Short exercise A » In the Major Disaster article below, who is credited with creating the character?
Short exercise B » Decide whether each statement agrees with the Major Disaster article below: (i) Major Disaster's alter ego is Bennett Brodsky. (ii) Paul Booker learns the heroes' secret identities after finding Thomas Kalmaku's casebook. (iii) Major Disaster first appeared in Justice League International #23. For each, answer yes or no and quote the deciding words.

Selected text »
+-------+

- Major Disaster in his classic costume as depicted in Justice League International #23 (March 1989). Art by Kevin Maguire

Publication information
- Publisher: DC Comics
- First appearance: Green Lantern #43 (March 1966)
- Created by: Gardner Fox Gil Kane

In-story information
- Alter ego: Paul Booker
- Species: Metahuman
- Team affiliations: Army of Crime Justice League Antarctica Injustice League Suicide Squad SKULL Justice League Elite Justice League
- Notable aliases: Bennett Brodsky
- Abilities: Probability manipulation; Force field generation; Chaos sensing; Chaos manipulation; Disaster inducement;

= Major Disaster =

Major Disaster (Paul Booker) is a fictional character appearing in American comic books published by DC Comics. He started out as an enemy of Green Lantern and the Justice League before reforming and becoming a superhero.

==Publication history==
Major Disaster first appeared in Green Lantern (volume 2) #43, and was created by Gardner Fox and Gil Kane.

==Fictional character biography==
Paul Booker is a low-level crook who accidentally discovers the secret identities of Green Lantern (Hal Jordan) and the Flash after finding Thomas Kalmaku's casebook. He then becomes a criminal using devices that can create natural disasters and protect him from them. After Major Disaster is defeated, Green Lantern uses his ring to erase the memory of the Flash's secret identity and placed a mental block stopping him from telling anyone else about the Green Lantern's own identity. Major Disaster continues to battle Green Lantern and allies with Epoch.

+-------+

Excerpted records »
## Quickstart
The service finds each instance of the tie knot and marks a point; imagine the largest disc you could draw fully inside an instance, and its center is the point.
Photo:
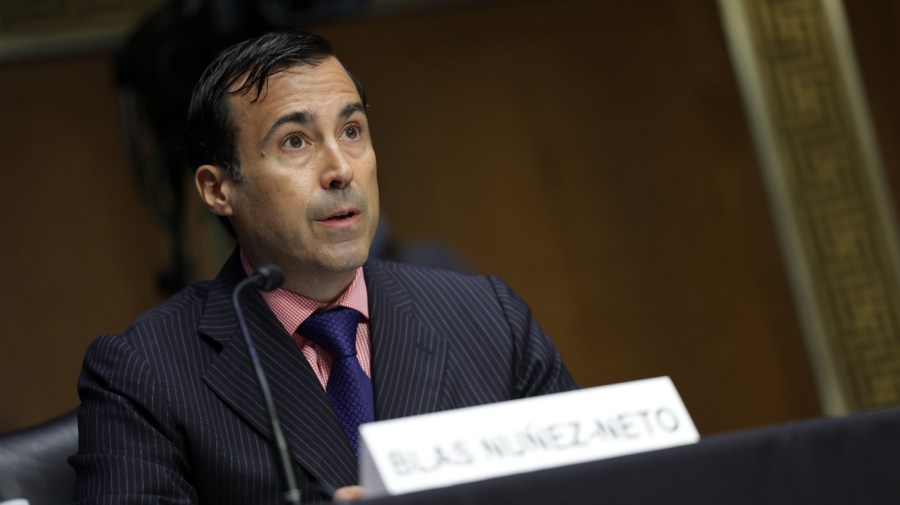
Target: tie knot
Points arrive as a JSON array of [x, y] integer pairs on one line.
[[334, 329]]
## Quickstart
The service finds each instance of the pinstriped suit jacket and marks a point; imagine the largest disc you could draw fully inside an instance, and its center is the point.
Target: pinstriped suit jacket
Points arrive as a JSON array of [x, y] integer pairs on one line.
[[171, 411]]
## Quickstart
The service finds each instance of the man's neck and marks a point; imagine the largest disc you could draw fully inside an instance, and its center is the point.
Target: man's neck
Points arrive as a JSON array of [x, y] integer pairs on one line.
[[321, 287]]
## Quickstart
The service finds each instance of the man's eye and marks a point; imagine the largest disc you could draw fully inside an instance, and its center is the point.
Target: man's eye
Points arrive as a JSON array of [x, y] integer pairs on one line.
[[293, 142], [352, 132]]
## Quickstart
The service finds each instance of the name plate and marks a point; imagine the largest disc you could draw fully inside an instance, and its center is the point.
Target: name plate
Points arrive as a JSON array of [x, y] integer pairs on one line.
[[456, 446]]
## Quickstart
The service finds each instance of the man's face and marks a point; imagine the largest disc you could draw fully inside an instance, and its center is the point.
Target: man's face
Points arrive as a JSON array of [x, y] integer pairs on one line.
[[308, 201]]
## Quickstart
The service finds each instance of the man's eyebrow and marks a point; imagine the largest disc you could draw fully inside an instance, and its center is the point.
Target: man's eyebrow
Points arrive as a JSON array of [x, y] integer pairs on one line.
[[351, 108], [301, 117]]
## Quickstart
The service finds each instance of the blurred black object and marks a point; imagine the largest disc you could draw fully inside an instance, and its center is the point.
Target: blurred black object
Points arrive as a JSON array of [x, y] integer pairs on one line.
[[156, 72]]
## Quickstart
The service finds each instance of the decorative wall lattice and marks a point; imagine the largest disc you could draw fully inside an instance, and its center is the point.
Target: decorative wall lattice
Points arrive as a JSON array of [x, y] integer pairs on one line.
[[832, 191]]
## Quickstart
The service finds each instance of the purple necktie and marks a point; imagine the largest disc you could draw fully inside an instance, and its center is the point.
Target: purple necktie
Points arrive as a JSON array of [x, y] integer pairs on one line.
[[349, 388]]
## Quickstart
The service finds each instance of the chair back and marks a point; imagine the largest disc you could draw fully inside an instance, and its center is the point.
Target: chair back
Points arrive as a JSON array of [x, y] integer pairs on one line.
[[34, 462]]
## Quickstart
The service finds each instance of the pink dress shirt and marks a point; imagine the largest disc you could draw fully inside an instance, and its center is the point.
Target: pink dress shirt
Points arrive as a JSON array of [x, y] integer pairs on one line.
[[292, 309]]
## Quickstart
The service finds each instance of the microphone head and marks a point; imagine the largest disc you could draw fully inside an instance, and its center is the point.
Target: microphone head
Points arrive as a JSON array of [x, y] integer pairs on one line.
[[270, 277]]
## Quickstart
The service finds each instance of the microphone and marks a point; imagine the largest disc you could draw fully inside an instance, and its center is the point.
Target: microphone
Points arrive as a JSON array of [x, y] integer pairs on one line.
[[267, 278]]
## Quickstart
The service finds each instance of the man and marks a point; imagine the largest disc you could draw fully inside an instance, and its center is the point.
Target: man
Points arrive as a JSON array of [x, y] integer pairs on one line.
[[171, 410]]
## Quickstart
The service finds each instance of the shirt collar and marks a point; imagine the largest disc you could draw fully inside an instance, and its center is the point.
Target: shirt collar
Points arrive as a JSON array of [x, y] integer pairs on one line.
[[292, 309]]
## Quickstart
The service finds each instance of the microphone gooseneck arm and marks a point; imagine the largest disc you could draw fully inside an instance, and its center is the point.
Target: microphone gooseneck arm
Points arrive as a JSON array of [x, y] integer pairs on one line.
[[267, 278]]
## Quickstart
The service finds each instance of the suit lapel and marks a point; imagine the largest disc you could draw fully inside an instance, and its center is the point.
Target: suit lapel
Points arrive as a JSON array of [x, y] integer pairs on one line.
[[408, 357], [311, 428]]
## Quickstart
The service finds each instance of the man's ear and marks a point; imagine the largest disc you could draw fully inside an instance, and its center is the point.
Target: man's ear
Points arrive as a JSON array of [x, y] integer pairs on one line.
[[215, 186]]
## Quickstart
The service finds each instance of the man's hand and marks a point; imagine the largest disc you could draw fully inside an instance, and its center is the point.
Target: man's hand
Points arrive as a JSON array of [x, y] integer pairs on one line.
[[349, 493]]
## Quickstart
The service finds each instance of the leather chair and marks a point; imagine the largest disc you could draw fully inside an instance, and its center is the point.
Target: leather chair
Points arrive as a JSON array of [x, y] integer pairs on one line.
[[34, 462]]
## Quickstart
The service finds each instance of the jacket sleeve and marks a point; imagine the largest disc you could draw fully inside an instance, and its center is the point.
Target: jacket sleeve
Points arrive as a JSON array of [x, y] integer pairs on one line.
[[537, 365], [129, 449]]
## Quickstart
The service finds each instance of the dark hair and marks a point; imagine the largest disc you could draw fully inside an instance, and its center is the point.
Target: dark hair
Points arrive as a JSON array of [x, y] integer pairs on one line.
[[209, 138]]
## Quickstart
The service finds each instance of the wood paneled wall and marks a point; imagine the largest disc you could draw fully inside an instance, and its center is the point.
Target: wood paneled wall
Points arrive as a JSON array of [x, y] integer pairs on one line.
[[592, 154]]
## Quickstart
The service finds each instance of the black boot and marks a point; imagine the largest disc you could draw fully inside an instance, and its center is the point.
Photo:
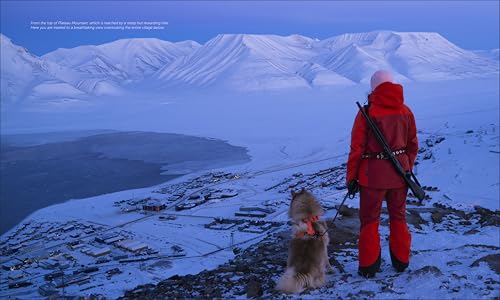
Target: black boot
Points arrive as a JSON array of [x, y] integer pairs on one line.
[[369, 272], [397, 264]]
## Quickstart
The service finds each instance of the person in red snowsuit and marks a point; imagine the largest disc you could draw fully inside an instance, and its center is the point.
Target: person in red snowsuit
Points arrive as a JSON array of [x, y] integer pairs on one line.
[[376, 176]]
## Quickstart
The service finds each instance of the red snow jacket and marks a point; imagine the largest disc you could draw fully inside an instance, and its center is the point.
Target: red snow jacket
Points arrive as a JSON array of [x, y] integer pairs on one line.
[[397, 123]]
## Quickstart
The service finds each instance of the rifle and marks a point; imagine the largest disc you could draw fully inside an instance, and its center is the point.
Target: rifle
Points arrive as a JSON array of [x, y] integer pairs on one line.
[[414, 185]]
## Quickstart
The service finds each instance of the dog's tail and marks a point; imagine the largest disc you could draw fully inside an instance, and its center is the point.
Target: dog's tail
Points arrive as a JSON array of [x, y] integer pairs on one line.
[[293, 283]]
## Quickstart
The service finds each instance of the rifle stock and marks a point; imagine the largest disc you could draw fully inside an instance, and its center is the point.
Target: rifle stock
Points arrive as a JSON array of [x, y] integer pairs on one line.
[[414, 186]]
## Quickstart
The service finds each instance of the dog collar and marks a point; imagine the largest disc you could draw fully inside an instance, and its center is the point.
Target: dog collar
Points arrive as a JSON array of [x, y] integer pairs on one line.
[[310, 230]]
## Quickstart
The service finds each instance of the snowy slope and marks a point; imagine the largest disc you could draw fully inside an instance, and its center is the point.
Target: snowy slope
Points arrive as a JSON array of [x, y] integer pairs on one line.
[[244, 61], [493, 53], [420, 56], [26, 76], [125, 59], [233, 62]]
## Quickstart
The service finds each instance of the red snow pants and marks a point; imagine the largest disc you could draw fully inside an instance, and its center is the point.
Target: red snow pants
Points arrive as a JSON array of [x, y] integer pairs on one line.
[[369, 215]]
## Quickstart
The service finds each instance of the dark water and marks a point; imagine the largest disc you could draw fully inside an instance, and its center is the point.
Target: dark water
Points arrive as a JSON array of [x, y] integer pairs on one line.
[[35, 175]]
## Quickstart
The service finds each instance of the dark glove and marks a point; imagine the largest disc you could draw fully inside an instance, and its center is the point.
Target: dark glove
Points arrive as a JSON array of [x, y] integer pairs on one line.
[[352, 188]]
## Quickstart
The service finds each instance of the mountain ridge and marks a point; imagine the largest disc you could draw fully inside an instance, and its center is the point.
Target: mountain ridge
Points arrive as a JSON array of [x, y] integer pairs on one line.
[[235, 61]]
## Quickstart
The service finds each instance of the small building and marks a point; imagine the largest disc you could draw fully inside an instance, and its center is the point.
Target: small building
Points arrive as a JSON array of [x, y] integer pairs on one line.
[[153, 206], [16, 275], [71, 279], [256, 208], [47, 290], [96, 252], [102, 238], [68, 227], [132, 246], [114, 239], [253, 214], [12, 265]]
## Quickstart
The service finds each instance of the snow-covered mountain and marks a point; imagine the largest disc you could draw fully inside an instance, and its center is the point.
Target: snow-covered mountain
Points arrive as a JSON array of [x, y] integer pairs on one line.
[[420, 56], [493, 53], [25, 76], [122, 60], [235, 61], [246, 61]]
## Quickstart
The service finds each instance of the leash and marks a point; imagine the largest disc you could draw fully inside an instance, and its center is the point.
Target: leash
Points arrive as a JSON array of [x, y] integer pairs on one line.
[[347, 195]]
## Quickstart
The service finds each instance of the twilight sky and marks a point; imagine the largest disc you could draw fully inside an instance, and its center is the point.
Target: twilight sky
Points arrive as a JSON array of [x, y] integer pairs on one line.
[[469, 24]]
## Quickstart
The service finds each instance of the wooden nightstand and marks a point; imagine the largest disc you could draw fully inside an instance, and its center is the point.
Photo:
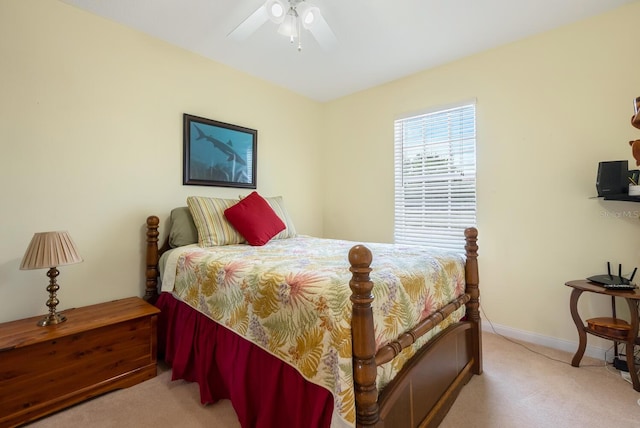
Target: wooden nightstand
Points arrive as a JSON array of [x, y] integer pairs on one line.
[[98, 349]]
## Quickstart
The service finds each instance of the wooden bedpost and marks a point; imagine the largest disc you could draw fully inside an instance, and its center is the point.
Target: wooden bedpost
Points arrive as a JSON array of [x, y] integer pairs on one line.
[[151, 293], [363, 339], [473, 306]]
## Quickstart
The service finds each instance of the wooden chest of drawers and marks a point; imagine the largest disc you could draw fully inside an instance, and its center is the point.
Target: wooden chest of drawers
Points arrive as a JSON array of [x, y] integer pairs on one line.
[[98, 349]]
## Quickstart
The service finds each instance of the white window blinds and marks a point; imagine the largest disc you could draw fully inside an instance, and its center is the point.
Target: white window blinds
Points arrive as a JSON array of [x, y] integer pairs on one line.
[[435, 177]]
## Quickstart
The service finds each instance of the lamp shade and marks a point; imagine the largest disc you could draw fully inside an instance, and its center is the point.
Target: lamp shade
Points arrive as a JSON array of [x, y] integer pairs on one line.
[[50, 249]]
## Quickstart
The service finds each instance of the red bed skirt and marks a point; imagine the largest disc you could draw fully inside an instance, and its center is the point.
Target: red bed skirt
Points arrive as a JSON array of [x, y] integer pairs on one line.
[[264, 391]]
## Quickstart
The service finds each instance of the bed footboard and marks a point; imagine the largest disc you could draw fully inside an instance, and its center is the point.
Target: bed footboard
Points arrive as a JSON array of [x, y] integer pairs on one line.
[[460, 343]]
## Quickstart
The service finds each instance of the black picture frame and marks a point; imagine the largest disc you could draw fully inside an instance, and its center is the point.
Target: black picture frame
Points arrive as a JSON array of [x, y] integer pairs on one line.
[[218, 153]]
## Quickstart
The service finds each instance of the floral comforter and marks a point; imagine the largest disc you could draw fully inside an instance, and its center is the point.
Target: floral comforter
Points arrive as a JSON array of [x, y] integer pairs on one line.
[[291, 298]]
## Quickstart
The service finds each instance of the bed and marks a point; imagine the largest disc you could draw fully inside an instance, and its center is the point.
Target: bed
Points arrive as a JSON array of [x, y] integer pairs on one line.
[[374, 375]]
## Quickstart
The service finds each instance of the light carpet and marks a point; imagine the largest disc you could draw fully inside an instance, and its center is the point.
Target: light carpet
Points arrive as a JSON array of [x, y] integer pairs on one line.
[[519, 388]]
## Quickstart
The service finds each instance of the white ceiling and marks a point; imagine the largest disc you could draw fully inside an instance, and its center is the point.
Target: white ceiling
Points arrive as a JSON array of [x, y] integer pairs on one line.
[[378, 40]]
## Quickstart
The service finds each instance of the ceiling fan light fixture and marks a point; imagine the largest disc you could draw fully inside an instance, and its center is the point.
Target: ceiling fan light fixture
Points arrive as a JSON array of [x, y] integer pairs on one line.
[[276, 10], [308, 15], [289, 26]]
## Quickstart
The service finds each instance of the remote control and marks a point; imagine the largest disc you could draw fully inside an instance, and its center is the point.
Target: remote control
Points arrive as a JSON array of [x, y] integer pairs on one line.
[[620, 286]]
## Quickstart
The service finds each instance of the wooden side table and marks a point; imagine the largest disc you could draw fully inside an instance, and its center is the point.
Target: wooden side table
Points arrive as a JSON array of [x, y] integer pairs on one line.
[[607, 328], [98, 349]]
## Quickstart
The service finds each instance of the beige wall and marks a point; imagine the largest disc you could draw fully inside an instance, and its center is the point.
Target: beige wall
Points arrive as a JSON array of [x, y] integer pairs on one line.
[[549, 108], [91, 142]]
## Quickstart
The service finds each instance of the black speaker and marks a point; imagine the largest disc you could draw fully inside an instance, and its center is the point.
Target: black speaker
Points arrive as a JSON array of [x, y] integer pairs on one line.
[[612, 178]]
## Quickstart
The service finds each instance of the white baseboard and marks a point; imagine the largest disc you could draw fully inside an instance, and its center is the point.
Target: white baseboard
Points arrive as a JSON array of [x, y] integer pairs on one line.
[[538, 339]]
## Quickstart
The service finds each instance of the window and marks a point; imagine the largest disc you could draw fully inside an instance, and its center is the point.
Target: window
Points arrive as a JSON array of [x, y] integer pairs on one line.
[[435, 177]]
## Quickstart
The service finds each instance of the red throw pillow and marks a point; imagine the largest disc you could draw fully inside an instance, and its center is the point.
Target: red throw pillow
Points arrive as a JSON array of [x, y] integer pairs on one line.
[[254, 219]]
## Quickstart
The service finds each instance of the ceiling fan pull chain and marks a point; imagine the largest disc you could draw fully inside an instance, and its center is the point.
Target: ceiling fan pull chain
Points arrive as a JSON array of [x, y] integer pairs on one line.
[[298, 21]]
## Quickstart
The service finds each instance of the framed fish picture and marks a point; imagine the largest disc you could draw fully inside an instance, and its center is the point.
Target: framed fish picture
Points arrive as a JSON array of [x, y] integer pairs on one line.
[[218, 153]]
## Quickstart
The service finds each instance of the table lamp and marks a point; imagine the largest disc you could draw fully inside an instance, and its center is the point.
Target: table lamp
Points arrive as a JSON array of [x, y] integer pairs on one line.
[[50, 250]]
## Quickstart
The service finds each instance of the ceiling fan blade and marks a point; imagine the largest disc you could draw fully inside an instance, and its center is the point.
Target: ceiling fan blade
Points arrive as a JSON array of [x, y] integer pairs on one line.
[[321, 30], [251, 24]]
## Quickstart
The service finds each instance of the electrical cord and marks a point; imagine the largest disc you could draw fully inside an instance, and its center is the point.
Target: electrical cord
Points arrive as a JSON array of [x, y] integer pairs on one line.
[[532, 350], [607, 366]]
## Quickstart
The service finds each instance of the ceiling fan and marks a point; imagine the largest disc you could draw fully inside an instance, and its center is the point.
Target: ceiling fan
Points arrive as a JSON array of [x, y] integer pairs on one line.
[[292, 16]]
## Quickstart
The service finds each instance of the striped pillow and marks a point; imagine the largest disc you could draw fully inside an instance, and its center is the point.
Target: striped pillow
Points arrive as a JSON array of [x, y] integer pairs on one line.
[[213, 228]]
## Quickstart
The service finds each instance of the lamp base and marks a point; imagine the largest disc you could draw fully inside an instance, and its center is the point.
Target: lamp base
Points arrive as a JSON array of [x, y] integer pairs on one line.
[[52, 319]]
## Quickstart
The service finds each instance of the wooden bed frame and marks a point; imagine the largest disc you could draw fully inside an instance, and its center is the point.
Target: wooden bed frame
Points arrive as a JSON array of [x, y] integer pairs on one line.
[[427, 386]]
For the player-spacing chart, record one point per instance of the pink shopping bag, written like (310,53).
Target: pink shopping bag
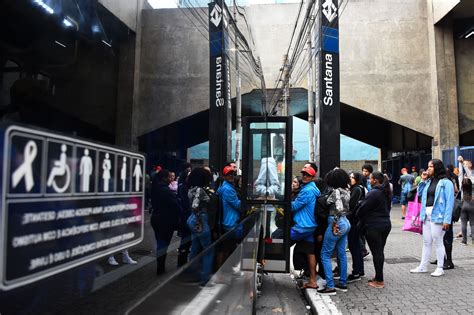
(412,219)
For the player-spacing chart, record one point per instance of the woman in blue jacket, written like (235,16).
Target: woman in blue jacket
(437,204)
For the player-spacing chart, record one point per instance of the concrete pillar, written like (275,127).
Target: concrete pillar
(136,79)
(125,86)
(443,84)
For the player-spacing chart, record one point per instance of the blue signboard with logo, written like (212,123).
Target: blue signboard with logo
(64,202)
(327,114)
(220,110)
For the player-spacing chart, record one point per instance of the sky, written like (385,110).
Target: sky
(351,149)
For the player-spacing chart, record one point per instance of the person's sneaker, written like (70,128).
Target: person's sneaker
(128,260)
(112,261)
(353,278)
(321,282)
(377,284)
(327,291)
(366,255)
(418,270)
(448,265)
(438,272)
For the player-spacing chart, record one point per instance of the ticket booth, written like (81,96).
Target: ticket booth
(266,184)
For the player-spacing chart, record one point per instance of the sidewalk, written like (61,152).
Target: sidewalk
(406,293)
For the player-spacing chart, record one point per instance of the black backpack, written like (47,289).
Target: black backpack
(213,209)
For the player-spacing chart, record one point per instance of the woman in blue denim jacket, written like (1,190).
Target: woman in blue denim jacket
(437,204)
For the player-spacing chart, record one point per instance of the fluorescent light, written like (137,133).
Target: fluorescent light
(67,23)
(161,4)
(60,44)
(46,7)
(110,45)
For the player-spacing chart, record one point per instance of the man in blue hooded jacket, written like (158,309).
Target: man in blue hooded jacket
(305,222)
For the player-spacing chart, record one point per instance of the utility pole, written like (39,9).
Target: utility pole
(286,90)
(238,105)
(310,96)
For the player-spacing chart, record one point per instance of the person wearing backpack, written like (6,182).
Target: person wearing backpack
(183,230)
(230,217)
(198,223)
(357,194)
(302,232)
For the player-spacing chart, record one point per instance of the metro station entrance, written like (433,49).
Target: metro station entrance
(266,184)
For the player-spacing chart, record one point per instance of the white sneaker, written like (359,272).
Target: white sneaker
(128,260)
(438,272)
(112,261)
(321,283)
(419,270)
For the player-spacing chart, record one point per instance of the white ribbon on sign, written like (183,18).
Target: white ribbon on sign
(26,168)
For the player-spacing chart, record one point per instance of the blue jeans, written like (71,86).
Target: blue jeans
(200,241)
(337,242)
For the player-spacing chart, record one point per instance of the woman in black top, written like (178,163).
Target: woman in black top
(374,222)
(164,217)
(467,212)
(357,193)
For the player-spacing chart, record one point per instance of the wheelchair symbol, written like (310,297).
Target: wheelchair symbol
(60,169)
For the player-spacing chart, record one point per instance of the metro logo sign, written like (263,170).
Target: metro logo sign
(329,10)
(216,15)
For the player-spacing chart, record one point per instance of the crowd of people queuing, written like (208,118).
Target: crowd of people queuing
(343,209)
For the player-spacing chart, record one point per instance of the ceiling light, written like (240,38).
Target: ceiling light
(46,7)
(110,45)
(60,44)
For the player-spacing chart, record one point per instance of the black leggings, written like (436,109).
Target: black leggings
(376,238)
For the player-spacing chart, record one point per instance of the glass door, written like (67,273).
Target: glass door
(267,164)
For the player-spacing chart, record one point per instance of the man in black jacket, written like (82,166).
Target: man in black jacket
(165,216)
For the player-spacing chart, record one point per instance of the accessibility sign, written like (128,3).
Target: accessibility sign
(64,202)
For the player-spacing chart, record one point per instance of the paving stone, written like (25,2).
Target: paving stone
(406,293)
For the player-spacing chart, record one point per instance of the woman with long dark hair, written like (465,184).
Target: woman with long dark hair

+-------+

Finished answer A » Gardner Fox and Gil Kane.

Finished answer B »
(i) No: "Alter ego: Paul Booker"
(ii) Yes: "accidentally discovers the secret identities of Green Lantern (Hal Jordan) and the Flash after finding Thomas Kalmaku's casebook"
(iii) No: "First appearance: Green Lantern #43 (March 1966)"